**Отрывок:**
Читая наших пушкиноведов, невольно приходишь к мысли, что немалая часть из них испытывает какое-то ненормально патологическое влечение к интимным делам великого поэта. Они десятилетиями смакуют подробности его романов, с придыханием описывают степень сексуальности той или иной дамы, на которую обратил внимание Пушкин. Но самое гнусное состоит в том, что отношение пушкиноведов к женщинам пушкинского круга во многом определяется именно тем, пустила ли та или иная особа в свою постель поэта или нет. Ежели пустила, то они пишут о ней в восторженных тонах — какая, мол, умница, уступила-таки гению! Если же роман сложился неудачно и поэт был отвергнут, пушкиноведы находят массу причин, чтобы опорочить в глазах потомков строптивицу. Всё это можно назвать историческим сводничеством. Поэтому нет ничего удивительного, что к Каролине Собаньской большинство исследователей (к счастью, не все!) испытывают неприкрытую ненависть. Почему-то особой ненавистью к Каролине пылала на склоне лет Анна Ахматова. Каролина для Ахматовой не просто плохая и никчемная дама, она для неё «порождение дьявола»! Еще бы, столько лет кружить голову Пушкину, напрочь отвергать его притязания и даже заставить поэта унижаться перед собой в письмах и стихах! Кстати, анализируя отношения Пушкина и Собаньской, можно сказать, что Каролина всегда вела себя по отношению к поэту весьма дружелюбно, но никогда не давала повода для более близких отношений. Это говорит о том, что никакой «ветреной и любвеобильной дамой» (любимые ярлыки) Каролина не была, но позволяла себе иногда, в силу традиций общества, легкий флорит, но не более того. А кто из красивых женщин вообще себя ведёт иначе? О том, что Каролина не любит поэта, и никогда не любила, Александр Сергеевич прекрасно знал.
Ненависть к Собаньской была автоматически перенесена пушкиноведами и на де Витта. Вообще-то, честно говоря, перед ними и историками декабризма у де Витта имеются две «страшные» вины, которым нет, и не может быть, по их мнению, прощения.

[Записи из набора данных]
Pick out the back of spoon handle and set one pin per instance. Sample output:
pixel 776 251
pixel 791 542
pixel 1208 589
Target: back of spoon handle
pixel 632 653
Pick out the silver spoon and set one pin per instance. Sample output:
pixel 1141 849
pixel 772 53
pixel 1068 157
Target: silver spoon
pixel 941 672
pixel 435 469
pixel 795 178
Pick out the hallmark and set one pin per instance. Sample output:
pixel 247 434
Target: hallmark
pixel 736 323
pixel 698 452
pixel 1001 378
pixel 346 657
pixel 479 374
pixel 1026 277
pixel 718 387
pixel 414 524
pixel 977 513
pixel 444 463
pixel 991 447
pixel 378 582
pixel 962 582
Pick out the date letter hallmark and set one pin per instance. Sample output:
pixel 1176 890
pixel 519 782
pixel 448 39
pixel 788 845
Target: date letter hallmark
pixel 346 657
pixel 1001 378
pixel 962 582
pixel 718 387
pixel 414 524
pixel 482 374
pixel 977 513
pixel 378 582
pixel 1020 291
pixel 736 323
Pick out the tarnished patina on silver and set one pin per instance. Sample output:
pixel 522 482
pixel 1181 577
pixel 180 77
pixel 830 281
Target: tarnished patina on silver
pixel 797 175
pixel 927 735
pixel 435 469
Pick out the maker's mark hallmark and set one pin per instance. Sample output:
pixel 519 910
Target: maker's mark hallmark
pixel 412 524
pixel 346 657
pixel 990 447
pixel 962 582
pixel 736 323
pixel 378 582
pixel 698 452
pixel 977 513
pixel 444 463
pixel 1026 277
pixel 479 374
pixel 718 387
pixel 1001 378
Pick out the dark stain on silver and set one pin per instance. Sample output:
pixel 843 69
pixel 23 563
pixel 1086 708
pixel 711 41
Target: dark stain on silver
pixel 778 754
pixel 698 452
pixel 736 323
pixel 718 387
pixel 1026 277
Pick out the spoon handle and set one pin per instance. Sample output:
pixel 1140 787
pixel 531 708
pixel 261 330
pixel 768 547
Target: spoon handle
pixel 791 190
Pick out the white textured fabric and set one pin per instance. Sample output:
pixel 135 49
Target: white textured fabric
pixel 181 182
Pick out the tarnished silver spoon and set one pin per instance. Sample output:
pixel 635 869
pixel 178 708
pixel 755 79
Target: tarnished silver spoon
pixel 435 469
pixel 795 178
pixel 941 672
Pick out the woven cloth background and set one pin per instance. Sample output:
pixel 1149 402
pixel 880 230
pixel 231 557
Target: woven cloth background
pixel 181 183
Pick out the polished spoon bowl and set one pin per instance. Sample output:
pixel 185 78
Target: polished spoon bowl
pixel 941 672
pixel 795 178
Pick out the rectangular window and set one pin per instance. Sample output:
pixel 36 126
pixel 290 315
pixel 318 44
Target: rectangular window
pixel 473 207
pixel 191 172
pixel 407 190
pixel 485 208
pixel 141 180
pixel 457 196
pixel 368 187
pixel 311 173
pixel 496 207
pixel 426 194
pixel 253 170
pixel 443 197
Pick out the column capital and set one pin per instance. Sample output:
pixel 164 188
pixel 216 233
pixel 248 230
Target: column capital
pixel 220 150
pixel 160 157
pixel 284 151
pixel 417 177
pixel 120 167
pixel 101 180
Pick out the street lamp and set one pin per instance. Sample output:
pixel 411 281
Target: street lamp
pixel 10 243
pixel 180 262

**На основе сведений:**
**a.** Перечислите всех людей, которые названы в отрывке по имени или фамилии.
**b.** Почему, согласно отрывку, большинство исследователей относятся к Каролине Собаньской с неприкрытой ненавистью?

**Ответы к заданиям:**
**a.** Александр Сергеевич Пушкин, Каролина Собаньская, Анна Ахматова, де Витт.

**b.** Отношение пушкиноведов к женщинам пушкинского круга во многом зависит от того, уступила ли женщина поэту. Отвергнувшую его они стараются опорочить в глазах потомков. Собаньская долгие годы кружила Пушкину голову, но отвергала его притязания.